Text provided:
□ □ □ □ □

Thursday, October 28, 2010

It's been 8 months...

Seriously...can't believe it. It has been 8 months already. Some days have flown by and others have crept slowly. I love to do these posts so I can see how far we have come. It is hard to really notice how much has changed when you are in the thick of it, but stepping back, you get a better picture.

We have really seen some great improvements. Our whole family is doing really well and it continues to be a blessing. I had our follow up call with our agency the other day and was really encouraged. I was able to share some of the breakthroughs that we have had recently and our case worker shared that she thought we were doing many things right and could really take comfort and encouragement for seeing such great results for cocooning and being so intentional.

  • I have gone out for an evening or 2 and had Chuck put the boys down by himself. I am working at being able to be gone for a weekend in Feb., so I need to work on allowing Chuck to take more responsibility for the kiddos.
  • We can do more than one activity a day. Like the park and church. We still don't take the boys out to shopping much or very stimulating activities.
  • Tate seems to be more comfortable around crowds of people. Like our adoption gatherings, or church. He is also starting to eat with others around and not be on such a food strike.
  • Tyce continues to show improvement with being around other kids. He still has a hard time playing with others when we are around others. It isn't that he acts naughty, it almost seems like he struggles with social skills. He seeks out individual toys rather than group play.
  • Tyce still doesn't like toys much. BUT...he loves to draw and color. He is very creative and creates a picture almost every day that represents our family.
  • Tyce is learning to read. We are almost 2/3 of the way done with the 100 lessons book. He is catching on quickly but continues to struggle with some accent issues.
  • Tate is doing better with his language. He is finally using more new words every day. He still uses his made up jibber language and haven't seen that stop.
  • We've had some really good breakthroughs with Tyce. We have been able to identify some key triggers to pain and hurt for him and are helping him process through those feelings.
  • Tate doesn't tantrum much anymore. Instead he finds a spot to sit and be sad, but when he is over it, he comes out and can bounce back quickly.
  • Tate is still struggling with "playing nice". He can sure act like a stinker sometimes.

□ □ □ □ □

Location identification entries:
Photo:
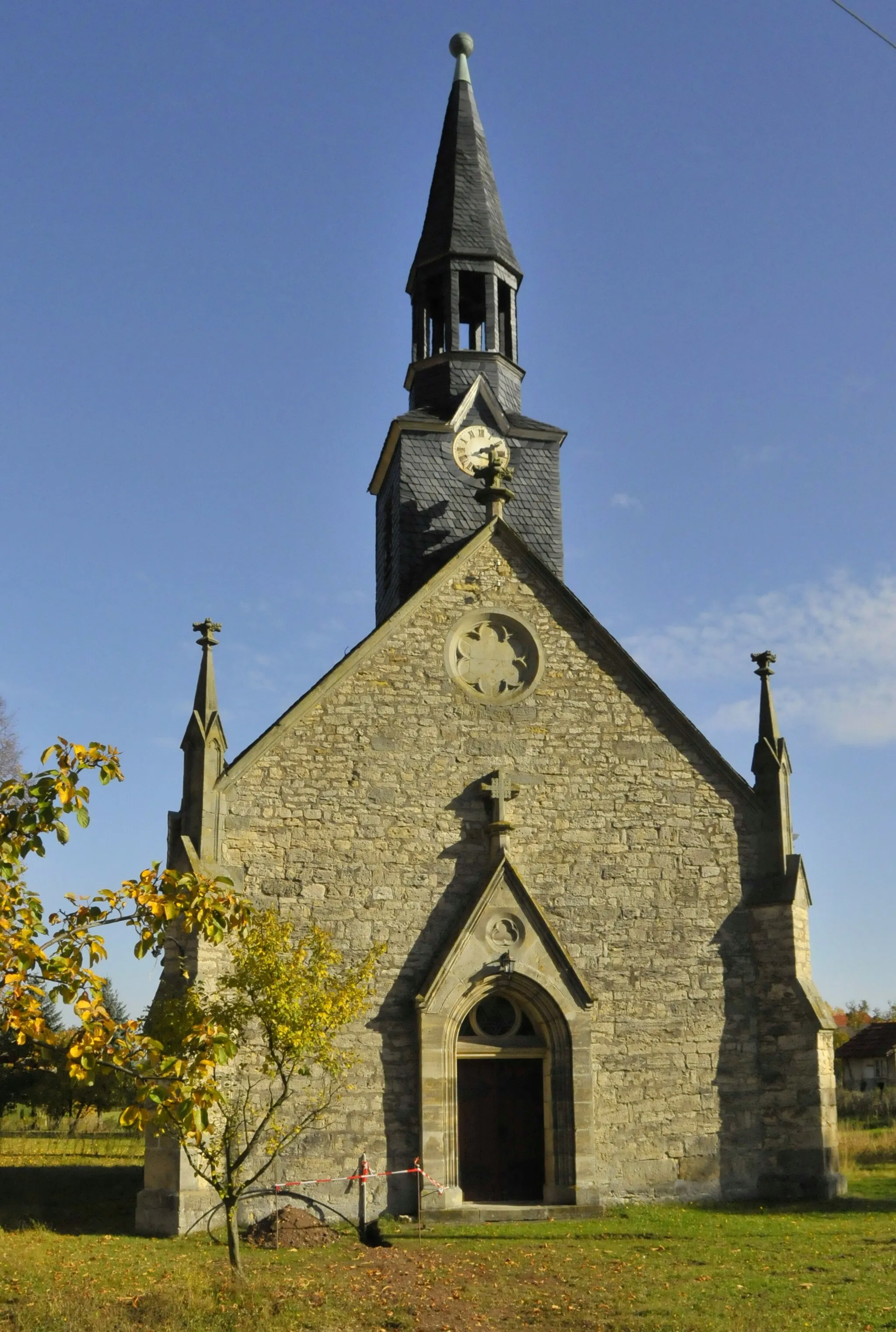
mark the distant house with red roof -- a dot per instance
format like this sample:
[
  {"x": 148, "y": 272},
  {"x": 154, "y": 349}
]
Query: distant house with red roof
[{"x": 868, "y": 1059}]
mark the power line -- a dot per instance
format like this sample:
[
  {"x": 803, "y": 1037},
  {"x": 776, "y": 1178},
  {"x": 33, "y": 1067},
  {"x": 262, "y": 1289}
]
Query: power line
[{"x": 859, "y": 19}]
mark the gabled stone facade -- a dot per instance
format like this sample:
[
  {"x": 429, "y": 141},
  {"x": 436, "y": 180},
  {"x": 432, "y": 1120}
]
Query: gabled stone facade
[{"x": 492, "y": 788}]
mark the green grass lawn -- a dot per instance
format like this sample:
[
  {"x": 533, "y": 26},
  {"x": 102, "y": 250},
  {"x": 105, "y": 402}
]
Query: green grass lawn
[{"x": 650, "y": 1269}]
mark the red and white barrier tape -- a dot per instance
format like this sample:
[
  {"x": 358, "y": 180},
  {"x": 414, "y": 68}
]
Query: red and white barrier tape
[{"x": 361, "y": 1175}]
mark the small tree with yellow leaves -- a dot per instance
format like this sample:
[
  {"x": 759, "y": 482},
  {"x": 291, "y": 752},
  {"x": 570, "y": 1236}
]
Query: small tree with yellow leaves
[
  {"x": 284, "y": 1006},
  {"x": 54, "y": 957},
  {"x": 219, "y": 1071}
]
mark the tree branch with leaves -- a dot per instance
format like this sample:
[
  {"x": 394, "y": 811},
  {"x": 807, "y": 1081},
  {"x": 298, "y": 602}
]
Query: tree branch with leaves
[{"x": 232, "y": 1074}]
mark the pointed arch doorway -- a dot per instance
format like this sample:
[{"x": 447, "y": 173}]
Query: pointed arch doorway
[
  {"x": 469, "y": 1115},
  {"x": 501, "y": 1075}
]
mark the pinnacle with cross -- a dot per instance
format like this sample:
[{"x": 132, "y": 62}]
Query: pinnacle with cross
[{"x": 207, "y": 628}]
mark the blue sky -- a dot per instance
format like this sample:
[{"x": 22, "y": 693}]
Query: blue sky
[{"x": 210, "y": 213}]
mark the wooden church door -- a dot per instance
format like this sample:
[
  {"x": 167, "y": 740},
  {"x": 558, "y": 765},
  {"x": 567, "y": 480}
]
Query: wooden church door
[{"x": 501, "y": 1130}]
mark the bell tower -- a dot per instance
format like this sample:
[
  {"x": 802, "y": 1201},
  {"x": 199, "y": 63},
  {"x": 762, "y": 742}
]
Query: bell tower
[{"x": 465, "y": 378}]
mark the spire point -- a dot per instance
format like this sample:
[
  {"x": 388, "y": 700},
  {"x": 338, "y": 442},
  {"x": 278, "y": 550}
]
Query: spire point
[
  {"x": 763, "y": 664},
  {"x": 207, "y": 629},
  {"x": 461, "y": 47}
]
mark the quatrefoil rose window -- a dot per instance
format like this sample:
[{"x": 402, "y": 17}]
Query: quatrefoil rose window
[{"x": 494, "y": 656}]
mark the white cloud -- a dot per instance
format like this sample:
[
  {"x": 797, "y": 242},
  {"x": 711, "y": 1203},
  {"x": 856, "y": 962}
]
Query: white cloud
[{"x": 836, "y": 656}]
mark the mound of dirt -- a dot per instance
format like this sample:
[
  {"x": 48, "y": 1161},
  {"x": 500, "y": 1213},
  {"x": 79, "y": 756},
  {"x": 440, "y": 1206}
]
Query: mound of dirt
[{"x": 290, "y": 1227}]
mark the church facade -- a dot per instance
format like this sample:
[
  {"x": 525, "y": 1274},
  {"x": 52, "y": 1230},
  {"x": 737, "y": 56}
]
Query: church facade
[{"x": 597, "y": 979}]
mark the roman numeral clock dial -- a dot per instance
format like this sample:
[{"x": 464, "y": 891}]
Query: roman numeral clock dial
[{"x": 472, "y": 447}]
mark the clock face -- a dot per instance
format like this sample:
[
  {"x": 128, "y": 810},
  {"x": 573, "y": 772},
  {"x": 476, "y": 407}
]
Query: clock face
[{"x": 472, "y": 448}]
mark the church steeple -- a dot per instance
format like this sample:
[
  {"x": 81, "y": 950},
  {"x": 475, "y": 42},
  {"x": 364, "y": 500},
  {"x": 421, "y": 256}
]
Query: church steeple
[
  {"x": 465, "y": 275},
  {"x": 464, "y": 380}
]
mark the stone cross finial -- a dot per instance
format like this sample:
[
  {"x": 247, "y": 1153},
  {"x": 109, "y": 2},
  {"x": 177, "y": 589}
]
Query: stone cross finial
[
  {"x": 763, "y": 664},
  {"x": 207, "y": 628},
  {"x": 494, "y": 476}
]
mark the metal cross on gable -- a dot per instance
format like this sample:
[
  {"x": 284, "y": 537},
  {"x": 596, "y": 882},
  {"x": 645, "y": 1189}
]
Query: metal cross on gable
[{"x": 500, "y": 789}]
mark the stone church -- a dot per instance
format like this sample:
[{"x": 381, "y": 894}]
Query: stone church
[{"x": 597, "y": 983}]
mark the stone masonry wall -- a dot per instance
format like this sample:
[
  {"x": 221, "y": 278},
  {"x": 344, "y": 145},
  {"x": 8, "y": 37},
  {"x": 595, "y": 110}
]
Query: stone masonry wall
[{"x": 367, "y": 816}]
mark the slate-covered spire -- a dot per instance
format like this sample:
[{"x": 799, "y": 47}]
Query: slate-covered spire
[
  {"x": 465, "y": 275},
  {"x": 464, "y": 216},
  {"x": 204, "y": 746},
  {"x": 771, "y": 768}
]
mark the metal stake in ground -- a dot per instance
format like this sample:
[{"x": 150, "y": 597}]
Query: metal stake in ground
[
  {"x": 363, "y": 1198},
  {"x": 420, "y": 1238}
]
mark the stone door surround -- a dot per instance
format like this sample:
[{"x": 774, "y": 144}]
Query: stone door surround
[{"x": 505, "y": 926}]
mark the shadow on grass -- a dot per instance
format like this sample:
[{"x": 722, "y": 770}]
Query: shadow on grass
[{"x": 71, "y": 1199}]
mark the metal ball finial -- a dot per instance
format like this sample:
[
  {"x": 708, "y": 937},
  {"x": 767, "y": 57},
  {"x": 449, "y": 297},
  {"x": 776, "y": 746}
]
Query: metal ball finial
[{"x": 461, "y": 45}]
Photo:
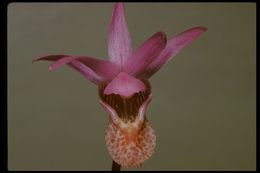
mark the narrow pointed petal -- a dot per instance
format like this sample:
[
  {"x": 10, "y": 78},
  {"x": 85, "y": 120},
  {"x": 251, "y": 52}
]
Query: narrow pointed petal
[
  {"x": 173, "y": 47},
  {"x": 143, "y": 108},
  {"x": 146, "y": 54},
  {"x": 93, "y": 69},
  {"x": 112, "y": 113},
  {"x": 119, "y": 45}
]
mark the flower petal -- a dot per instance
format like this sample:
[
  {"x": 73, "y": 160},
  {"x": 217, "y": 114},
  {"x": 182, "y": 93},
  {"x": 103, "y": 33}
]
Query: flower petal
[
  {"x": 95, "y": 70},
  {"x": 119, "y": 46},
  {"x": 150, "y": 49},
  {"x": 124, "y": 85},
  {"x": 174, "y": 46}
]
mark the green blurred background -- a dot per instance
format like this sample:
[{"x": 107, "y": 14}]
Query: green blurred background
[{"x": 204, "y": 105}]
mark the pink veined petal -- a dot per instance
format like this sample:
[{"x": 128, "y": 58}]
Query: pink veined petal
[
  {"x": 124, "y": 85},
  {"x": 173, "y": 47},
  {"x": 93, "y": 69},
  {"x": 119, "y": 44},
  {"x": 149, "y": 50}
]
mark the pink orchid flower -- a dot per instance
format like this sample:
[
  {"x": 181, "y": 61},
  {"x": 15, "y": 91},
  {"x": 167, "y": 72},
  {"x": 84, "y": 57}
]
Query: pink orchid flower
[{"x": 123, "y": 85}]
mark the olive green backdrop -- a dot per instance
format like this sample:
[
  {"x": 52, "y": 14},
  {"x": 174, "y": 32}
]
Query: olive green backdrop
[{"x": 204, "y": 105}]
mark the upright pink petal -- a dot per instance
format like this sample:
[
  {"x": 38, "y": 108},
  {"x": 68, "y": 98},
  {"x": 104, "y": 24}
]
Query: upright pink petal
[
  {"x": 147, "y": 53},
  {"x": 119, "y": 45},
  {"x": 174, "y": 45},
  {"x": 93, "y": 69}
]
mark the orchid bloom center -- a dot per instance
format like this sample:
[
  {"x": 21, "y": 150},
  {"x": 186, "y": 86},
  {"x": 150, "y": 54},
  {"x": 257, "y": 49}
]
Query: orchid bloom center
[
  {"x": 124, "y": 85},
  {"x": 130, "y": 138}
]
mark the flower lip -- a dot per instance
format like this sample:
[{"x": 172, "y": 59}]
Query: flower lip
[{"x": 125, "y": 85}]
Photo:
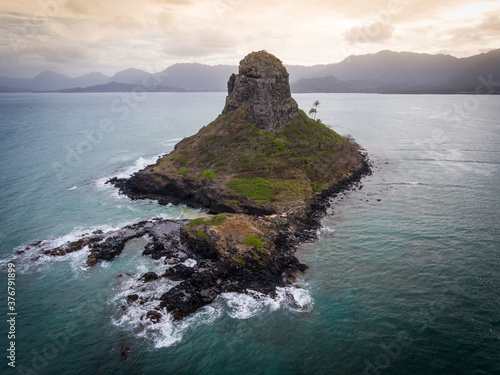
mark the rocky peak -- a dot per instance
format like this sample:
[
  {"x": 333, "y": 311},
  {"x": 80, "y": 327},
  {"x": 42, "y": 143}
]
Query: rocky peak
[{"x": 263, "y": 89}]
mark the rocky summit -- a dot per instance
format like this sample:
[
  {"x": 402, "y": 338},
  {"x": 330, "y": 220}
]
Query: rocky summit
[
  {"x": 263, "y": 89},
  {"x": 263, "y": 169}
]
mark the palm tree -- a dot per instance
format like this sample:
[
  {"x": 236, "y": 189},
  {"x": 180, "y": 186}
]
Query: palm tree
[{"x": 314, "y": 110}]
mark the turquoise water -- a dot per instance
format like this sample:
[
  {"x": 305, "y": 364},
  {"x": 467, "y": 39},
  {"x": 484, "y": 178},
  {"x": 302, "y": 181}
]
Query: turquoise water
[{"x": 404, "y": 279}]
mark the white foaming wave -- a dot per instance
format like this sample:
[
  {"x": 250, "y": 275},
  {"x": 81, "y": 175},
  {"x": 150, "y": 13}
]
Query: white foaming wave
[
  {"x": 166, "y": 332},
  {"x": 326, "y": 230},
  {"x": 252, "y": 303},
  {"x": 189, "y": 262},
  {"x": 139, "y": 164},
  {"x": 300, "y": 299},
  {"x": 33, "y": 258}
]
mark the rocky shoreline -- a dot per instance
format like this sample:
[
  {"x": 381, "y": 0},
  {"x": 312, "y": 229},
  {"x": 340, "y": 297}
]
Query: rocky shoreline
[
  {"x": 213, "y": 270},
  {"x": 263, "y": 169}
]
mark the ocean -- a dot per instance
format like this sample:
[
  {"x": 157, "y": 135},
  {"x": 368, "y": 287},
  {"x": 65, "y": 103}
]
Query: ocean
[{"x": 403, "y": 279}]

□ □ □ □ □

Work to do:
1) Repeat the passage of the eight-month update starting at "Seriously...can't believe it." and ending at "being so intentional.".
2) Rename "dot" to "point" in the rows starting at the line containing "mark the rocky shoreline" and ending at the last row, changing nothing else. Give back only those rows.

Answer list:
1)
Seriously...can't believe it. It has been 8 months already. Some days have flown by and others have crept slowly. I love to do these posts so I can see how far we have come. It is hard to really notice how much has changed when you are in the thick of it, but stepping back, you get a better picture.

We have really seen some great improvements. Our whole family is doing really well and it continues to be a blessing. I had our follow up call with our agency the other day and was really encouraged. I was able to share some of the breakthroughs that we have had recently and our case worker shared that she thought we were doing many things right and could really take comfort and encouragement for seeing such great results for cocooning and being so intentional.

2)
mark the rocky shoreline -- a point per instance
format like this sample:
[
  {"x": 381, "y": 0},
  {"x": 312, "y": 229},
  {"x": 340, "y": 297}
]
Query: rocky shoreline
[
  {"x": 213, "y": 270},
  {"x": 263, "y": 169}
]
mark the ocean -- a point per instance
format like this sample:
[
  {"x": 157, "y": 135},
  {"x": 368, "y": 287},
  {"x": 65, "y": 103}
]
Query: ocean
[{"x": 403, "y": 279}]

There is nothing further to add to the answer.